### Work instructions:
Reproduce every one of the following items word for word.

### Source material:
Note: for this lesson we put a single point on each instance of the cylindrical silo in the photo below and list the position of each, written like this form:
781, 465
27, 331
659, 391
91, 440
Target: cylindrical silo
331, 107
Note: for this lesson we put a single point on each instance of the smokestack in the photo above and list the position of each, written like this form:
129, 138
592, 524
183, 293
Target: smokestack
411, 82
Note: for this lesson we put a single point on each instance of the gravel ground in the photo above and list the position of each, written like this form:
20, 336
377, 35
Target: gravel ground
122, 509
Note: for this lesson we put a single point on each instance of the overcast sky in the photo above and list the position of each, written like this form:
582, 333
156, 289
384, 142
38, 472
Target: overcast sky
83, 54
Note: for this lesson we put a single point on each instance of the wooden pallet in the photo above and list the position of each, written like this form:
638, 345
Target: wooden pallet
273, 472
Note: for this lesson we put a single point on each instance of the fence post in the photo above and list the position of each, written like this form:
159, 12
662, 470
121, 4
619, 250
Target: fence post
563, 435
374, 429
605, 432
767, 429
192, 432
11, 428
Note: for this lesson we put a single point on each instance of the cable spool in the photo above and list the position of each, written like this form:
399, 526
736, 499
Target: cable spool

### The output:
Note: for this lesson we put a single point on each instance of the cylindrical silo in the photo below and list the position of each, written like this form:
781, 465
27, 331
659, 391
91, 440
Target: cylindrical silo
331, 107
Note: for this lesson we put a single point on each instance of the smokestack in the photo above and list the position of each, written like this form:
129, 138
592, 524
183, 293
Target: smokestack
411, 82
Note: for this lesson we put a single point on each instance of the gravel ground in the photo above and list the position of each, written like this form:
20, 336
377, 35
Target: gravel ground
122, 509
Note: for this lesson we put a single point on each instance of the overcast sky in the photo above and list the position of each, written like this form:
582, 333
156, 289
384, 142
38, 472
Target: overcast sky
83, 54
Note: for this lesson we put a single point on each instance of the wooden pallet in the photo above and list the position of each, written like this form:
638, 345
Target: wooden pallet
273, 472
Note: for this lesson we put a single point on each instance of the fence post in the photo above and list the position of each, written like this form:
159, 12
662, 470
121, 4
619, 250
Target: fence post
563, 435
374, 429
605, 432
767, 429
192, 432
11, 428
Note: for this lesson we put a single point on each instance of the cable spool in the photo above and list the position of each, written like this form:
399, 526
736, 499
Target: cable spool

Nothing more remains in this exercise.